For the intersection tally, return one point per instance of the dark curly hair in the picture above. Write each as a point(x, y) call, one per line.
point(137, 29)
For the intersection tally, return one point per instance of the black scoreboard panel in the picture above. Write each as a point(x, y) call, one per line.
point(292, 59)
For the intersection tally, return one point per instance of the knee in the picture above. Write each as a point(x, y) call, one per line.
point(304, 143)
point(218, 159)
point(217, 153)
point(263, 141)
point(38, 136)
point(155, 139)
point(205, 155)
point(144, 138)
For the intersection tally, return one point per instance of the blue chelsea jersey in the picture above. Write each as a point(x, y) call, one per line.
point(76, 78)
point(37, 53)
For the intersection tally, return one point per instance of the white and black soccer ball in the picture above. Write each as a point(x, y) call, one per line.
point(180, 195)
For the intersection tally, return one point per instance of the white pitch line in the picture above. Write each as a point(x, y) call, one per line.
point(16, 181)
—————
Once more, write down the full material exactly as it appears.

For the intersection tally, return one point per instance of the dark curly hair in the picture above. Write each as a point(x, y) call, one per line.
point(137, 29)
For the intersection tally, return one point per instance of the black scoreboard panel in the picture above. Write each as a point(x, y) call, one per line.
point(292, 59)
For the intersection tally, return one point per instance of the knee in the picture above. Write each as a point(x, y) call, one per line.
point(304, 143)
point(218, 159)
point(217, 153)
point(263, 141)
point(38, 136)
point(155, 139)
point(205, 155)
point(144, 138)
For the intersection tally, return one point per instance of the blue chelsea jersey in the picture above. Write each as a point(x, y) call, one per line.
point(76, 78)
point(37, 53)
For the intersection tally, return one point per instance of the white and black soccer ball in the picture above. Write each as a point(x, y) call, one per line.
point(180, 195)
For the intersection tally, return one point per instance of the white pitch line in the picture above. Write each as a point(x, y) call, one per line.
point(16, 181)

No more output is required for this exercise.